* _AIM OF THE TASK_:
Rewrite the rows below as a Markdown table with the columns Number and Text, giving each line its own number and skipping blank lines. Leave the pictures out of the table.

* _DATASET RECORDS_:
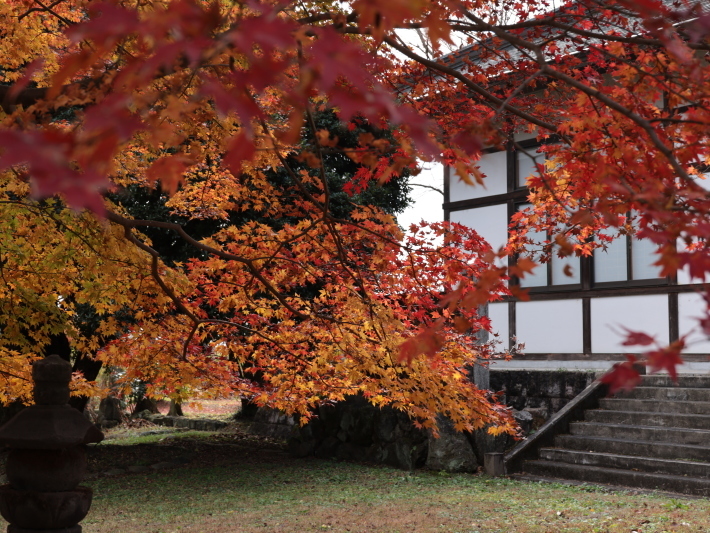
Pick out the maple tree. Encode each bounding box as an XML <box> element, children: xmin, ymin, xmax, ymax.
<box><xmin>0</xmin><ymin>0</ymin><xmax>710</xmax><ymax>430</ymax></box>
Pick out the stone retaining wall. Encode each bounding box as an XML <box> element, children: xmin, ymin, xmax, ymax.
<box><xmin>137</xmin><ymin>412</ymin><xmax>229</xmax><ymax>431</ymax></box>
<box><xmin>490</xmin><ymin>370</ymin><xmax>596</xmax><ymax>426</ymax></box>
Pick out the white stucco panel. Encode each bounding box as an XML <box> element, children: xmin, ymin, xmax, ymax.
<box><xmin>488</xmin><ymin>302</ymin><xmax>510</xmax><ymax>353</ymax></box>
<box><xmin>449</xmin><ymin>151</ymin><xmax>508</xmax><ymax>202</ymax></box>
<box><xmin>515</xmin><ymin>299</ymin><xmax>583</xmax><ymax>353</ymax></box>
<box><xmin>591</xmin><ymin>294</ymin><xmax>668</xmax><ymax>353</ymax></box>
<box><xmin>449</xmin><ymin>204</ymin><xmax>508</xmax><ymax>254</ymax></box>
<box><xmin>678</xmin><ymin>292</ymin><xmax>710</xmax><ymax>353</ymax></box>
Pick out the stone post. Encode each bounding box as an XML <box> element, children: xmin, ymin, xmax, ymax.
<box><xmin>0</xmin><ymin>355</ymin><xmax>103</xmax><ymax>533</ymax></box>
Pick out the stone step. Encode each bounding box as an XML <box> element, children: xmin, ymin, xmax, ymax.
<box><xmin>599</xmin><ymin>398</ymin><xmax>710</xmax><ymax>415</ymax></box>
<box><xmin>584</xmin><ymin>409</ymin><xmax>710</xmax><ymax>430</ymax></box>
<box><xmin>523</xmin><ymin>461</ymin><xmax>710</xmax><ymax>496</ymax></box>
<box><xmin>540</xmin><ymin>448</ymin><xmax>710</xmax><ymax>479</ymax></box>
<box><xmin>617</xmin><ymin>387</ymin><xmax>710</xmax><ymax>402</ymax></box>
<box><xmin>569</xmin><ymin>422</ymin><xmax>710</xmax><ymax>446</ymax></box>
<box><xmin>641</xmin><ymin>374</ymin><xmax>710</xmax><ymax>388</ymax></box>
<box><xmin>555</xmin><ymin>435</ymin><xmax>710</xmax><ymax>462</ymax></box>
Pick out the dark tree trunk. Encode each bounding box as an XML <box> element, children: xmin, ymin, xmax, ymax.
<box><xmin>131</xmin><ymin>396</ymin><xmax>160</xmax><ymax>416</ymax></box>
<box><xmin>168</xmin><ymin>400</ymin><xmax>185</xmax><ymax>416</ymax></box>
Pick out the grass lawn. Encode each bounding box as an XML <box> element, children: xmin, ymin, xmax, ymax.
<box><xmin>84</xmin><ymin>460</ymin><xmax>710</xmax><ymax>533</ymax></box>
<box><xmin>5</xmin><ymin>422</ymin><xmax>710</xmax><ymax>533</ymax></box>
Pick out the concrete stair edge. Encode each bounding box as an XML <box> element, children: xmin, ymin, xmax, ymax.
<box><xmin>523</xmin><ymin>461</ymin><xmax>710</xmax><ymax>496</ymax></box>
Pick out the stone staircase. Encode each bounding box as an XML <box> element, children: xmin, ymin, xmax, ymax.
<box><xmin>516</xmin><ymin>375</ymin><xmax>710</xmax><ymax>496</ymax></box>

* _WRITTEN RESPONSE_:
| Number | Text |
|---|---|
| 1 | Pick out the maple tree. Encode each bounding box as an XML <box> element, children: xmin, ymin, xmax, ymax. |
| 2 | <box><xmin>0</xmin><ymin>0</ymin><xmax>710</xmax><ymax>430</ymax></box> |
| 3 | Pick out the stone retaining wall. Encode each bounding box as an XML <box> element, children: xmin, ymin, xmax, ymax. |
| 4 | <box><xmin>137</xmin><ymin>412</ymin><xmax>229</xmax><ymax>431</ymax></box> |
| 5 | <box><xmin>490</xmin><ymin>370</ymin><xmax>596</xmax><ymax>426</ymax></box> |
| 6 | Pick out the white stucco panel. Encode each bounding box as an XML <box> element, children: xmin, ymin, xmax, ymax. |
| 7 | <box><xmin>488</xmin><ymin>302</ymin><xmax>510</xmax><ymax>353</ymax></box> |
| 8 | <box><xmin>449</xmin><ymin>151</ymin><xmax>508</xmax><ymax>202</ymax></box> |
| 9 | <box><xmin>515</xmin><ymin>299</ymin><xmax>583</xmax><ymax>353</ymax></box> |
| 10 | <box><xmin>591</xmin><ymin>294</ymin><xmax>668</xmax><ymax>353</ymax></box> |
| 11 | <box><xmin>449</xmin><ymin>204</ymin><xmax>508</xmax><ymax>254</ymax></box> |
| 12 | <box><xmin>678</xmin><ymin>292</ymin><xmax>710</xmax><ymax>353</ymax></box> |
| 13 | Pick out the stone post. Encode each bounding box as an XML <box> element, children: xmin, ymin, xmax, ymax. |
| 14 | <box><xmin>0</xmin><ymin>355</ymin><xmax>103</xmax><ymax>533</ymax></box> |
| 15 | Pick out the stone step. Encode each bounding box as an XML <box> element, children: xmin, ymin, xmax, ymax. |
| 16 | <box><xmin>599</xmin><ymin>398</ymin><xmax>710</xmax><ymax>415</ymax></box> |
| 17 | <box><xmin>584</xmin><ymin>409</ymin><xmax>710</xmax><ymax>430</ymax></box> |
| 18 | <box><xmin>523</xmin><ymin>461</ymin><xmax>710</xmax><ymax>496</ymax></box> |
| 19 | <box><xmin>540</xmin><ymin>448</ymin><xmax>710</xmax><ymax>479</ymax></box> |
| 20 | <box><xmin>617</xmin><ymin>387</ymin><xmax>710</xmax><ymax>402</ymax></box> |
| 21 | <box><xmin>569</xmin><ymin>422</ymin><xmax>710</xmax><ymax>446</ymax></box> |
| 22 | <box><xmin>641</xmin><ymin>374</ymin><xmax>710</xmax><ymax>388</ymax></box> |
| 23 | <box><xmin>555</xmin><ymin>435</ymin><xmax>710</xmax><ymax>462</ymax></box> |
| 24 | Pick out the dark tree trunk. Encode each bounding box as an XML <box> element, children: xmin, ymin, xmax, ymax. |
| 25 | <box><xmin>131</xmin><ymin>396</ymin><xmax>160</xmax><ymax>416</ymax></box> |
| 26 | <box><xmin>168</xmin><ymin>400</ymin><xmax>185</xmax><ymax>416</ymax></box> |
| 27 | Pick out the grass lawn. Encode each bounding box as an XML <box> element, children: xmin, ymin, xmax, ymax. |
| 28 | <box><xmin>84</xmin><ymin>460</ymin><xmax>710</xmax><ymax>533</ymax></box> |
| 29 | <box><xmin>5</xmin><ymin>422</ymin><xmax>710</xmax><ymax>533</ymax></box> |
| 30 | Pick out the concrete stair edge. Encode each bounding box as an XML <box> element, children: xmin, ymin, xmax, ymax. |
| 31 | <box><xmin>523</xmin><ymin>461</ymin><xmax>710</xmax><ymax>496</ymax></box> |
| 32 | Pick out the stone staircase. Encode each bounding box as an XML <box> element, children: xmin, ymin, xmax, ymax. |
| 33 | <box><xmin>516</xmin><ymin>375</ymin><xmax>710</xmax><ymax>496</ymax></box> |